◆ ACTIVITY
Repeat the entries that follow verbatim, without any of their pictures.

[Start of section]

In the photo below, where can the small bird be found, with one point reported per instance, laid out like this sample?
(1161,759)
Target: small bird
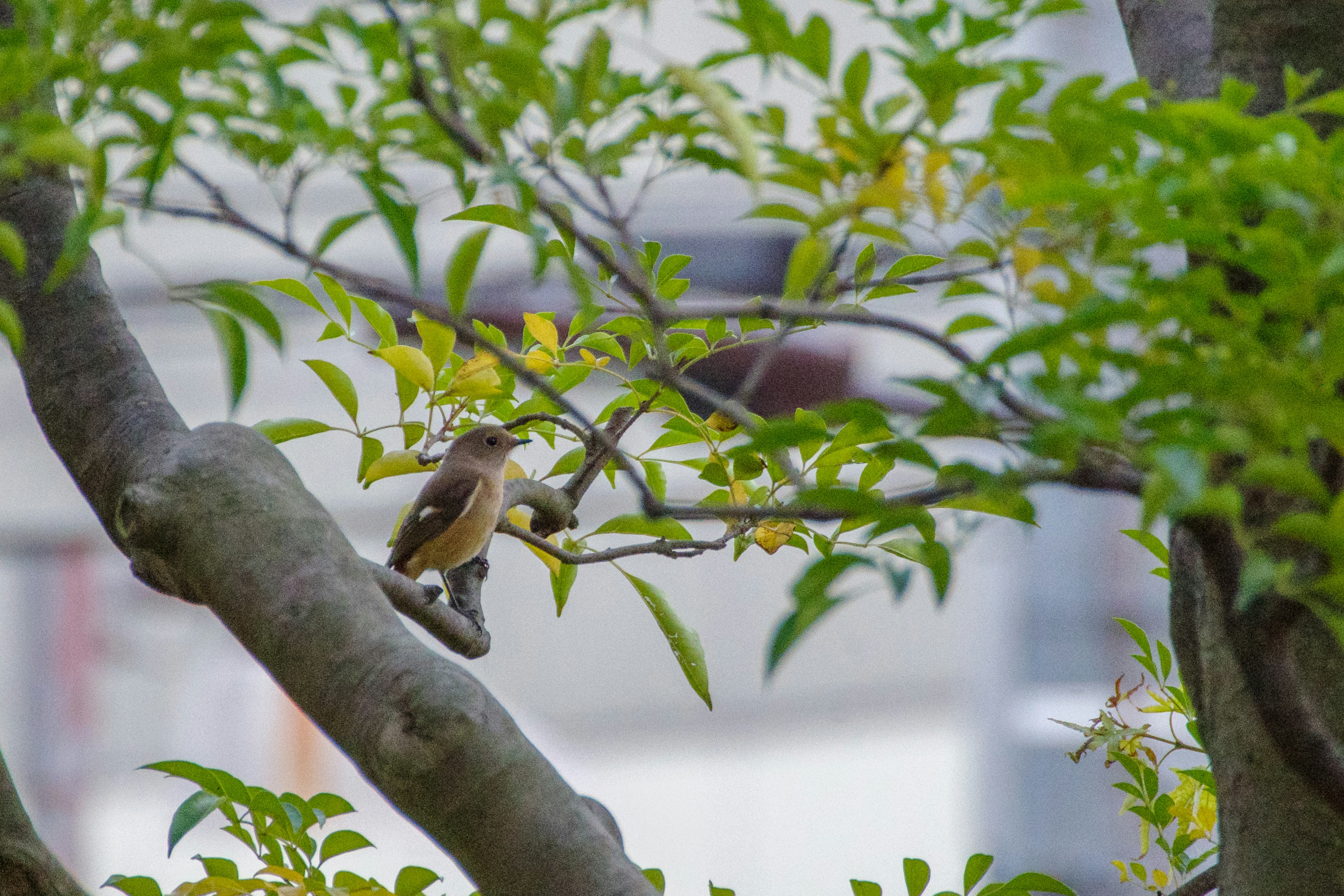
(457,510)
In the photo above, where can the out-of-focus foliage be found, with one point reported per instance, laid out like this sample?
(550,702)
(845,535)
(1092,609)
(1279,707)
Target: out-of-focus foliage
(287,836)
(1151,288)
(280,833)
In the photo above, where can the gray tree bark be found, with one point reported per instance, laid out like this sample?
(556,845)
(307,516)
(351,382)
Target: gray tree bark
(218,516)
(1277,830)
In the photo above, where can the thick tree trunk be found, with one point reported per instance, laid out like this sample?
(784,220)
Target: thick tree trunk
(1279,836)
(219,518)
(27,867)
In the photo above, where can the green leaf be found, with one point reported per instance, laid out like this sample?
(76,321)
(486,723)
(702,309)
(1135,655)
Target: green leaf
(413,879)
(330,805)
(640,524)
(912,265)
(1150,542)
(917,875)
(135,886)
(342,841)
(1038,883)
(561,583)
(812,601)
(339,383)
(929,554)
(371,449)
(289,428)
(240,300)
(336,230)
(335,292)
(295,289)
(191,813)
(10,328)
(857,77)
(968,323)
(462,271)
(13,248)
(807,264)
(233,346)
(494,214)
(218,867)
(378,319)
(682,639)
(976,868)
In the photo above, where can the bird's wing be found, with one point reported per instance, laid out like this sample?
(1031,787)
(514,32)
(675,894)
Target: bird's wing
(437,508)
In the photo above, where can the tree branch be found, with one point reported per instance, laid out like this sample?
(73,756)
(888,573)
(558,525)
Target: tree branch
(1199,884)
(218,516)
(1260,639)
(27,867)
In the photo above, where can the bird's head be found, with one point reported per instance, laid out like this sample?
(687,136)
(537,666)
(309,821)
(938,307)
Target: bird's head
(486,444)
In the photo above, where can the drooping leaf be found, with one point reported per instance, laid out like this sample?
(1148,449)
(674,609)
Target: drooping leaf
(640,524)
(411,363)
(11,328)
(339,383)
(812,601)
(917,875)
(682,639)
(413,880)
(138,886)
(336,230)
(233,346)
(462,271)
(191,813)
(289,428)
(342,841)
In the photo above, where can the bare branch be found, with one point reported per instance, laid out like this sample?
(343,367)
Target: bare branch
(27,867)
(457,632)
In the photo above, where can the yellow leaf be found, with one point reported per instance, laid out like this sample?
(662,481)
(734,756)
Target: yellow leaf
(480,385)
(411,363)
(396,464)
(542,331)
(476,365)
(889,191)
(1026,260)
(522,519)
(437,342)
(721,422)
(397,527)
(772,537)
(539,362)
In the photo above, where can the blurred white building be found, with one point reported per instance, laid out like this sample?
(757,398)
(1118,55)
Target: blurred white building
(891,731)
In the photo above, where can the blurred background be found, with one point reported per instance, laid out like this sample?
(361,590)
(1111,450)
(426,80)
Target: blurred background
(894,730)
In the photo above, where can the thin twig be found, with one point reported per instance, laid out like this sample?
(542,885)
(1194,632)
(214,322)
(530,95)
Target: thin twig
(1202,883)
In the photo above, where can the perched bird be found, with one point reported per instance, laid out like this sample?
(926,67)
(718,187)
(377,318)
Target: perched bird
(457,510)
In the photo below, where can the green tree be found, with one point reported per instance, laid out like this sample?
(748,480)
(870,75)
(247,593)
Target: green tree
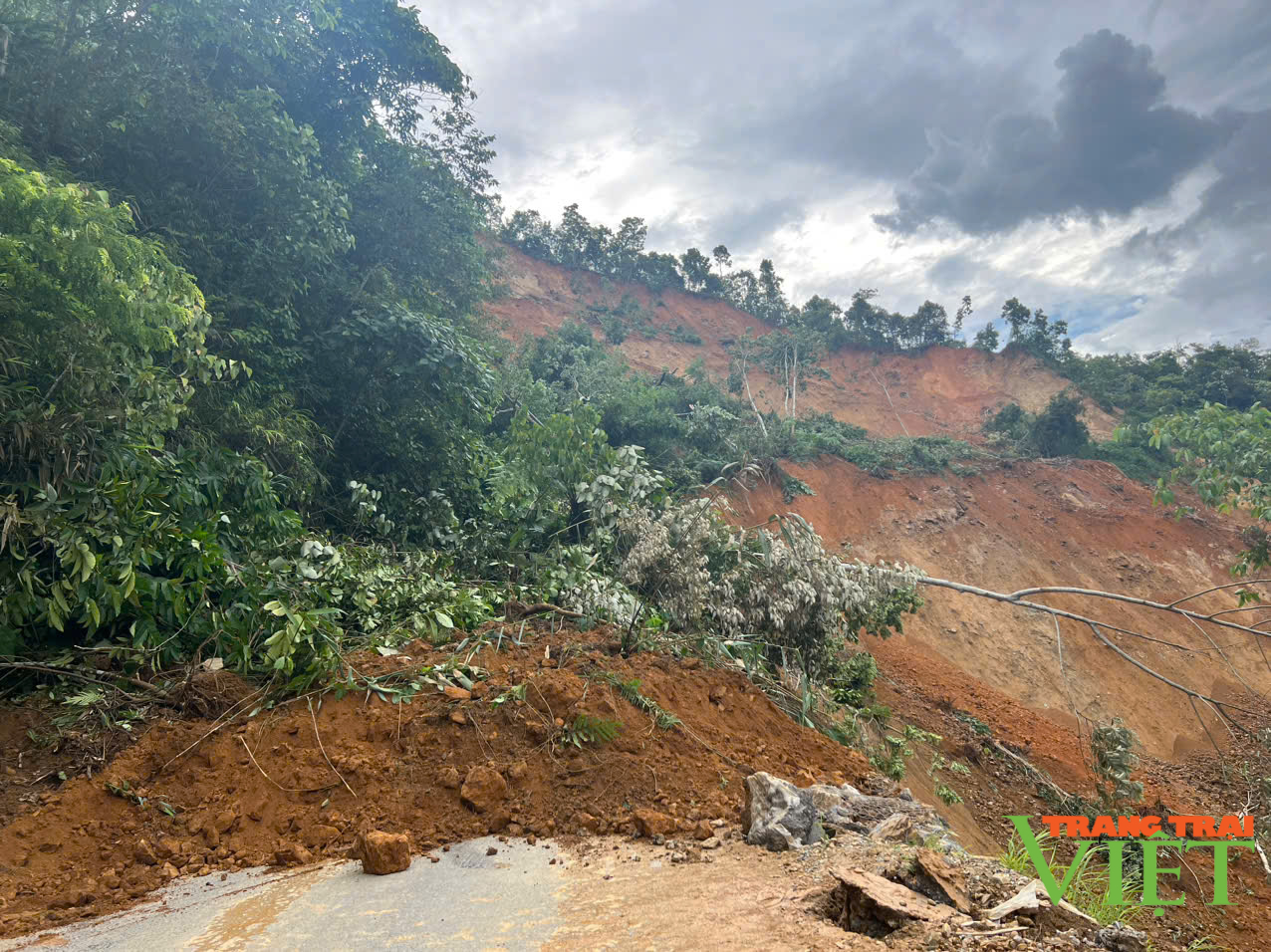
(1225,456)
(986,339)
(1058,431)
(696,270)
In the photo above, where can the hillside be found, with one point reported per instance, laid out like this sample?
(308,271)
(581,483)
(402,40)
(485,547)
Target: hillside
(947,391)
(1074,523)
(1002,527)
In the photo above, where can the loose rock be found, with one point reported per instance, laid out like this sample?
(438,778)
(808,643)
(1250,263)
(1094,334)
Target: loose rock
(382,853)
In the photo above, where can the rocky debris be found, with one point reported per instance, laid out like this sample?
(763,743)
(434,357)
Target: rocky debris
(872,905)
(649,823)
(1123,938)
(1034,902)
(484,790)
(449,778)
(778,815)
(945,877)
(382,853)
(295,854)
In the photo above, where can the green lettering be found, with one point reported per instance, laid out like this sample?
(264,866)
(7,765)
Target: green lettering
(1220,846)
(1034,849)
(1150,870)
(1116,884)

[End of section]

◆ TASK OUTPUT
In the photo below, where can the small bird be found, with one point reported per instance, laid out like this sample?
(1161,759)
Target: small bird
(457,510)
In the photo above, where can the out-of-focus foliage be found, with one point reported per instance, laid out like this sample?
(550,702)
(845,535)
(1092,609)
(1279,707)
Target: out-of-focus foliage
(287,836)
(1151,288)
(280,833)
In the photo above, where can the gray tree bark be found, with one point reported per instance, laid out like this sample?
(556,845)
(307,516)
(351,382)
Target: gray tree bark
(218,516)
(1277,830)
In the photo above, where can the thick tree trunk be found, with one point reported per instance, laid out like this sample?
(784,220)
Target: thick tree trunk
(1279,836)
(219,518)
(27,867)
In the photo above, where can the green leaf be found, with one point reported per instance, laid out like this sample?
(76,321)
(486,723)
(702,309)
(1135,655)
Target: green leaf
(413,879)
(330,805)
(640,524)
(912,265)
(1150,542)
(917,875)
(135,886)
(342,841)
(1038,883)
(561,583)
(812,601)
(339,383)
(929,554)
(371,449)
(289,428)
(240,300)
(336,230)
(335,292)
(295,289)
(191,813)
(10,328)
(857,77)
(968,323)
(462,271)
(13,248)
(807,264)
(233,346)
(494,214)
(218,867)
(378,319)
(682,639)
(976,868)
In the photo above, where can the bird's wing be found, with one point reported per instance, laid out like this sample?
(1031,787)
(514,32)
(675,894)
Target: bird's wing
(437,508)
In the photo above, where can the tree branch be found, with one point reported per instance, laid out like this sample?
(73,756)
(888,573)
(558,525)
Target: tree branch
(1199,884)
(218,516)
(1260,639)
(27,867)
In the photo above, where can the bird's head be found, with one point reported per instance, laid out like this sample?
(687,136)
(537,666)
(309,821)
(938,307)
Target: bird's head
(486,444)
In the photo above, where can the drooping leaf be found, with one point reported per instance, laid out like this sample?
(1148,449)
(674,609)
Target: drooping leaf
(640,524)
(411,363)
(11,328)
(339,383)
(812,601)
(917,875)
(682,639)
(413,880)
(138,886)
(336,230)
(233,346)
(462,271)
(191,813)
(289,428)
(342,841)
In the photo above, where can the bare branch be found, with one point reported per instance, laid out like this sample?
(343,367)
Target: bare branch
(27,867)
(457,632)
In the photo above, where can the yellow leaf be found, with one point reported per instance, laid out like this sample?
(662,481)
(734,756)
Target: yellow leaf
(480,385)
(411,363)
(396,464)
(542,331)
(476,365)
(889,191)
(1026,260)
(522,519)
(437,342)
(721,422)
(397,527)
(772,537)
(539,362)
In the photo above, where can the blurred white building be found, with one point reported per instance, laid out like this sample?
(757,398)
(1118,55)
Target: blurred white building
(891,731)
In the photo above, where can the blurred background be found, with one point reported per instance, laid out like this sample?
(361,590)
(1111,450)
(426,80)
Target: blurred background
(894,730)
In the photo above, where can the thin twig be found, with one point reported per instance, laid out like this sample?
(542,885)
(1194,632)
(214,322)
(530,95)
Target: thin twig
(1202,883)
In the photo above, where can the perched bird be found, with one point reported per instance, laid out like this sample?
(926,67)
(718,187)
(377,318)
Target: perched bird
(457,510)
In the photo below, where can the green tree be found, with one point reported per instance, laid out like this sample?
(748,480)
(870,75)
(247,593)
Target: green tree
(1225,456)
(986,339)
(1058,431)
(696,270)
In the photo above, where can the hillside be found, with one point reported per instance, laid out like this sample?
(308,271)
(581,483)
(402,40)
(485,547)
Target: hillside
(947,391)
(1074,523)
(1002,527)
In the photo above, where can the loose rock be found, with one point reported per instance, laid out like this sample?
(438,778)
(808,643)
(1250,263)
(1094,334)
Target: loose rock
(382,853)
In the photo above, where can the rocky debris be found, with one point reported per instance, laid out like this sample?
(763,743)
(434,357)
Target: rocky debris
(872,905)
(649,823)
(1123,938)
(1034,902)
(484,790)
(449,778)
(778,815)
(945,877)
(382,853)
(295,854)
In the photo above, where can the green lettering be found, with one point reported per instance, laid out like this sample?
(264,866)
(7,765)
Target: green lettering
(1220,846)
(1034,849)
(1150,870)
(1116,884)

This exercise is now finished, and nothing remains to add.